# WORK INSTRUCTIONS:
Show every line of the material that contains the string "glass", matching case exactly.

# MATERIAL:

- - - - - - -

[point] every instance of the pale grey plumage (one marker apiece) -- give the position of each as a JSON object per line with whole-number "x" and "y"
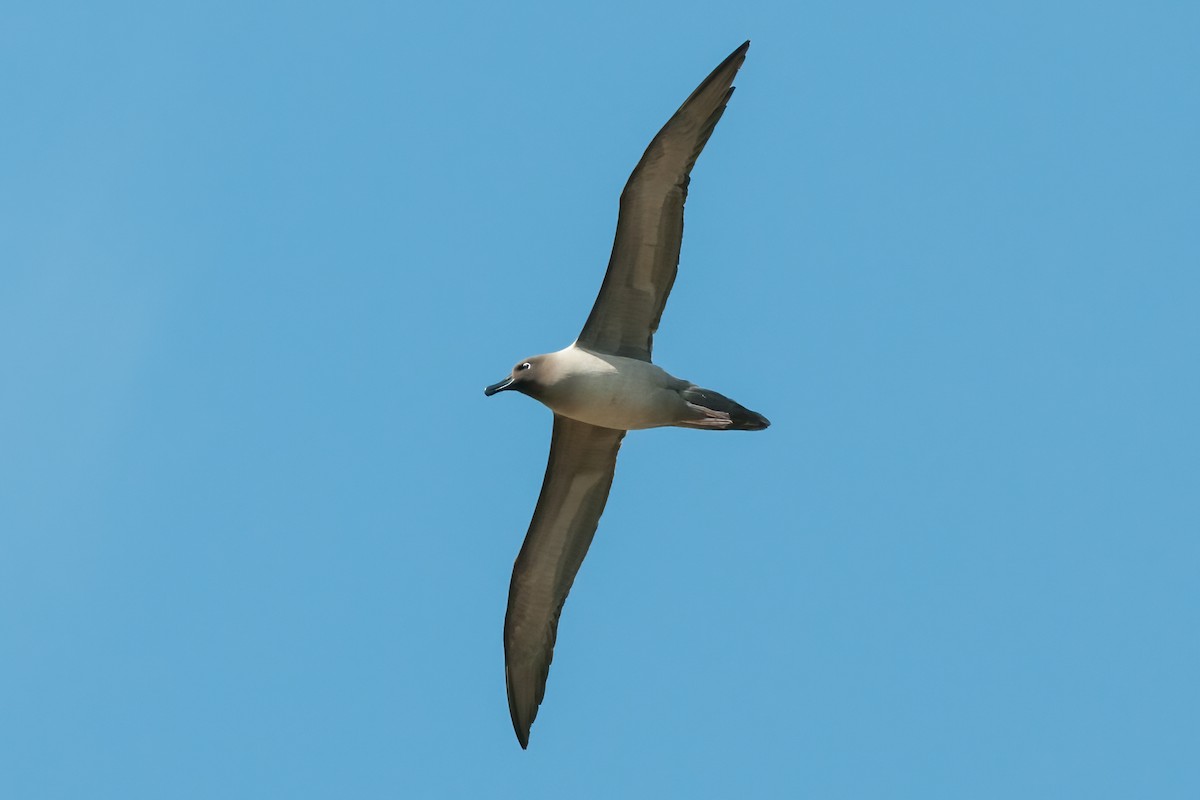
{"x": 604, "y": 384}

- - - - - - -

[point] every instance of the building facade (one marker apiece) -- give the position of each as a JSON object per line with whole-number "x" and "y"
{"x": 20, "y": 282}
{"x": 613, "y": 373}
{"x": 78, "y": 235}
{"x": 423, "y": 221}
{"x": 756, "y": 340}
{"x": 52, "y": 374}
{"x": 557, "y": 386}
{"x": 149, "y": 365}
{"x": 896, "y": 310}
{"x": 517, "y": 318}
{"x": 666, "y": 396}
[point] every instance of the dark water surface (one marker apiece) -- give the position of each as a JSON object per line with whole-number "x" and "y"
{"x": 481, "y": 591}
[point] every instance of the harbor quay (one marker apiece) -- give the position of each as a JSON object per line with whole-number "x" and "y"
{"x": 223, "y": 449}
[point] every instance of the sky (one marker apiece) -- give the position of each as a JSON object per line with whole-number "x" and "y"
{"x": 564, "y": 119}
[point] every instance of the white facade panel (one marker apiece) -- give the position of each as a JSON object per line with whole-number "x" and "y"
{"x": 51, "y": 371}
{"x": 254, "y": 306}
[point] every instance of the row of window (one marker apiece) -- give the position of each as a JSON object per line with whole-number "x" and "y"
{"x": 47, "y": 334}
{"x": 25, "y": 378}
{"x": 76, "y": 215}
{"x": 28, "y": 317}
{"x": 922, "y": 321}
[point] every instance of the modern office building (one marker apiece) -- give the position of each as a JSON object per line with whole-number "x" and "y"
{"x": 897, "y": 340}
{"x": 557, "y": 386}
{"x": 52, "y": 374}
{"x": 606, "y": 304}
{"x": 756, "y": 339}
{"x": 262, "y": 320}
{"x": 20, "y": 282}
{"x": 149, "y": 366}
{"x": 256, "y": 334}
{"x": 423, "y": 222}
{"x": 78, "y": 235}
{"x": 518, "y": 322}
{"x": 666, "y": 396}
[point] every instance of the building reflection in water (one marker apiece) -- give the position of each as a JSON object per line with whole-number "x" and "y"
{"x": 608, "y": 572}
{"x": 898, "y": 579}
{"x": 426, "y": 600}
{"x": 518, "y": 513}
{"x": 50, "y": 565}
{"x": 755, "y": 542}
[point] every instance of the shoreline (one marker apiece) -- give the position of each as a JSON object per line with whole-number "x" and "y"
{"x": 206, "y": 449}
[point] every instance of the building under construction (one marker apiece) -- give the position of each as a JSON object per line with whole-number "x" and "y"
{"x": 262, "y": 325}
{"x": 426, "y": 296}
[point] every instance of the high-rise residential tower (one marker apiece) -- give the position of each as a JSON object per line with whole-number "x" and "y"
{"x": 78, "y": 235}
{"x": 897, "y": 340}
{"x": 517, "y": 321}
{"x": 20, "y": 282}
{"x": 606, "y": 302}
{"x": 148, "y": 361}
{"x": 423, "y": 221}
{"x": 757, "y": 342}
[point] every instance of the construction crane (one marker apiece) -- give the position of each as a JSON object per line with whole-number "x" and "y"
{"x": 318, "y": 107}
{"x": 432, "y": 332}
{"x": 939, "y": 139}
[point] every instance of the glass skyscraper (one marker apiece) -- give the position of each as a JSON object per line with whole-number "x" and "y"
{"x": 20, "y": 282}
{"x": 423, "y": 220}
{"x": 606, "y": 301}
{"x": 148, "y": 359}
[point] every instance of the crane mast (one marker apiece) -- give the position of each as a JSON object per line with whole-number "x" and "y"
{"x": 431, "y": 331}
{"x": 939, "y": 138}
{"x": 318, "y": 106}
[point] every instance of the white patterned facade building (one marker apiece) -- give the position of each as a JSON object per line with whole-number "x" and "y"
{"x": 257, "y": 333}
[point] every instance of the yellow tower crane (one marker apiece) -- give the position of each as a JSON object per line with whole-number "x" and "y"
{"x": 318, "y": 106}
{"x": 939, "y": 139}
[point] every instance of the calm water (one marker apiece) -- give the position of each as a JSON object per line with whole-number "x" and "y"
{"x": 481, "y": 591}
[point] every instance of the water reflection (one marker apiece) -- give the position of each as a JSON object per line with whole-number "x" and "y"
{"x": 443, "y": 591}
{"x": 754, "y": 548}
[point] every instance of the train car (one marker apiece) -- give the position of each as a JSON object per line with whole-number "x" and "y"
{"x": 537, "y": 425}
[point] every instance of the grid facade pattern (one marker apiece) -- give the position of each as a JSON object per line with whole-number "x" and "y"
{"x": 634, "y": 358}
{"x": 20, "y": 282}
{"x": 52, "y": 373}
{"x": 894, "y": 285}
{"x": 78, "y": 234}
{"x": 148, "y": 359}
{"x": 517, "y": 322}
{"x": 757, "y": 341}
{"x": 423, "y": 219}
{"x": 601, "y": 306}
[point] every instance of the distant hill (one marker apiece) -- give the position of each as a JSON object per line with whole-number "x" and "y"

- - - - - - -

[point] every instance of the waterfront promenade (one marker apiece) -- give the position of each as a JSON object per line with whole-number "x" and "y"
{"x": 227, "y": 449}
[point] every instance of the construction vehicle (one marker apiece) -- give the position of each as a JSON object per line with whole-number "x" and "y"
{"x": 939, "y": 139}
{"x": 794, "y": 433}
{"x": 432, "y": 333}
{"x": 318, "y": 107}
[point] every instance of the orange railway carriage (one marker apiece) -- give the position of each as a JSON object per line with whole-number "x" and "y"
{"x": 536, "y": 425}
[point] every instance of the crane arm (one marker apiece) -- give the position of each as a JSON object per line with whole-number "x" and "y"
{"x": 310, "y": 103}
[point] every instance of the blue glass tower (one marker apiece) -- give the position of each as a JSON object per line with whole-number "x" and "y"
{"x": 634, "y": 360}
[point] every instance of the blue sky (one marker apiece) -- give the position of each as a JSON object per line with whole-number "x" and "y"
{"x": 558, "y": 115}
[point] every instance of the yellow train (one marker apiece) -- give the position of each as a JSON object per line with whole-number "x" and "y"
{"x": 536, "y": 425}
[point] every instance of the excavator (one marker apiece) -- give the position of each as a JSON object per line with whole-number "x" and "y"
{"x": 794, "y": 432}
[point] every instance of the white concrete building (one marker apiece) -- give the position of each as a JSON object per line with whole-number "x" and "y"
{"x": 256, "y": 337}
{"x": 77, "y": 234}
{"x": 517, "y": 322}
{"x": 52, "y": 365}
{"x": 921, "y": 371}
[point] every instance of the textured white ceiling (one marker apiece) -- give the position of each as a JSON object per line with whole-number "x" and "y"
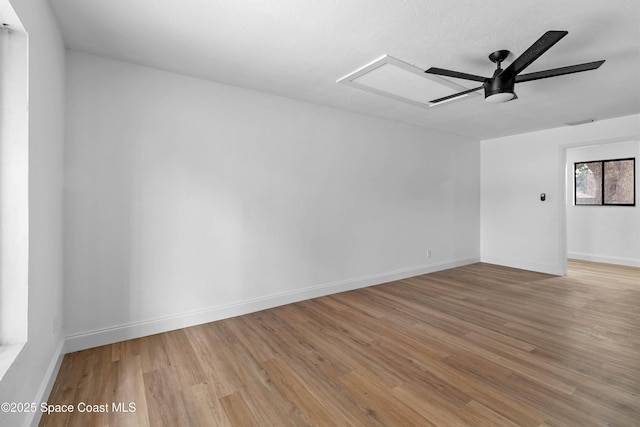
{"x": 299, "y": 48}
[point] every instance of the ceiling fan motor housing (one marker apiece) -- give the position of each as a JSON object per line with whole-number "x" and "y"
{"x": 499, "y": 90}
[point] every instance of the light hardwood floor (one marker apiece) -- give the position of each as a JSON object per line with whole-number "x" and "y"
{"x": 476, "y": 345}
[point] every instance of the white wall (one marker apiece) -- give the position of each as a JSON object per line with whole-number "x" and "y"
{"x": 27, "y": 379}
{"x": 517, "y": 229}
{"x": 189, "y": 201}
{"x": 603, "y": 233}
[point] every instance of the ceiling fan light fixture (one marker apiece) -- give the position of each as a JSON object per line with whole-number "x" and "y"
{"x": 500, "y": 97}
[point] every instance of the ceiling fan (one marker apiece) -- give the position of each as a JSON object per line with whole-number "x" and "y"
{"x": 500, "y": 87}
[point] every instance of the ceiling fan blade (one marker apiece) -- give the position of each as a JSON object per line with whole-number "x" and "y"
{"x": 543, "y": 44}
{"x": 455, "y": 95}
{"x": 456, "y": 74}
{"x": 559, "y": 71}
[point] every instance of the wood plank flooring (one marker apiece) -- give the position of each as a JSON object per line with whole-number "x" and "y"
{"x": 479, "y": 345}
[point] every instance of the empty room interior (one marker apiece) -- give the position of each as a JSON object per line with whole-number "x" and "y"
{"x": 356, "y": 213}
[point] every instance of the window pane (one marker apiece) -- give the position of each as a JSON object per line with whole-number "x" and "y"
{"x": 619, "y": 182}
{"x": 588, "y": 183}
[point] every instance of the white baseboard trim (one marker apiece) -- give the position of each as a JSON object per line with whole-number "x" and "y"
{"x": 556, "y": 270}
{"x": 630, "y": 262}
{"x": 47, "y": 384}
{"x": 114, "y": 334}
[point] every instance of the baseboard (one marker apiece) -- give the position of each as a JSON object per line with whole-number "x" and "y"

- - - - - - -

# THE ANSWER:
[point] every instance of the glass skyscraper (one marker apiece) -- give the position of each as a JSON object per line with whole-number "x" and "y"
[point] every instance of the blue glass tower (one marker apiece) -- give the position of each as a JSON object per line with whole-number "x" and "y"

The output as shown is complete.